▶ **Challenge**:
Present every line of the rows below as a numbered list, omitting any blank lines and leaving the pictures out of your answer.

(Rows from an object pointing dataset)
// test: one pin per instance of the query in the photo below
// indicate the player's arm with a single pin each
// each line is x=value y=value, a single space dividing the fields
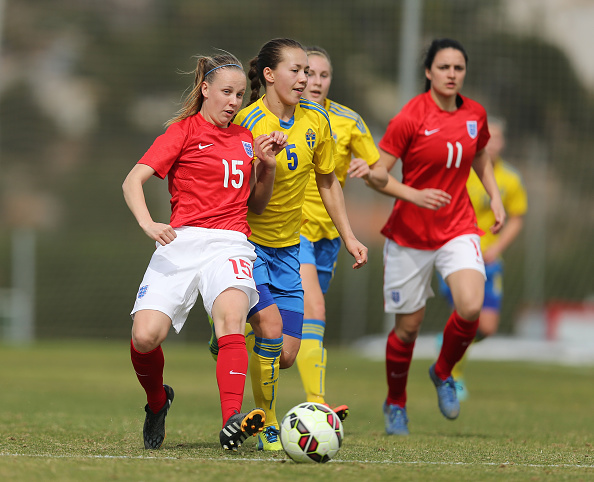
x=428 y=198
x=509 y=232
x=134 y=196
x=483 y=167
x=333 y=199
x=266 y=147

▶ **Correct response**:
1. // test: one pin per instance of the query in the photo below
2. // indicate the player's arm with a single pin each
3. // each line is x=value y=value, a single space dividing the fields
4. x=428 y=198
5. x=509 y=232
6. x=134 y=196
7. x=483 y=167
8. x=333 y=199
9. x=266 y=147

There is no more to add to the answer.